*** Input data Section Begins ***
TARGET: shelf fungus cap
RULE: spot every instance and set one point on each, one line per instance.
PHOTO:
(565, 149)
*** Input data Section Ends ***
*** Input data Section Begins ***
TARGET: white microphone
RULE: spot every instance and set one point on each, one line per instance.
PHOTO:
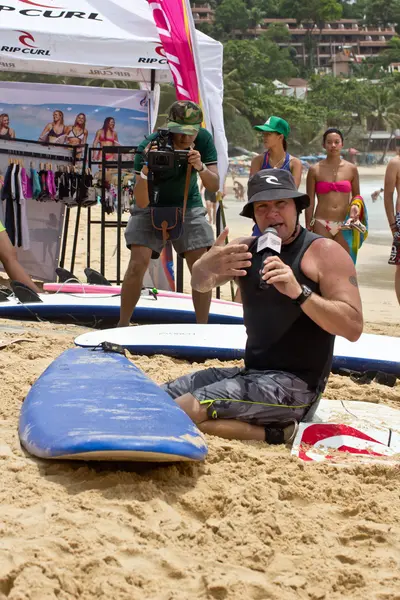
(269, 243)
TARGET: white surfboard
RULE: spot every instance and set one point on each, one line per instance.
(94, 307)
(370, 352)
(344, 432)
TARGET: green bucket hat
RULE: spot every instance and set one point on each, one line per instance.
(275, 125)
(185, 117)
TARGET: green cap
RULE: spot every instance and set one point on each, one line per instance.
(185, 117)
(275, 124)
*** Input data Section Ends ***
> Assignment
How many of the lines above include the word "white"? Give that number without comment.

> Exercise response
2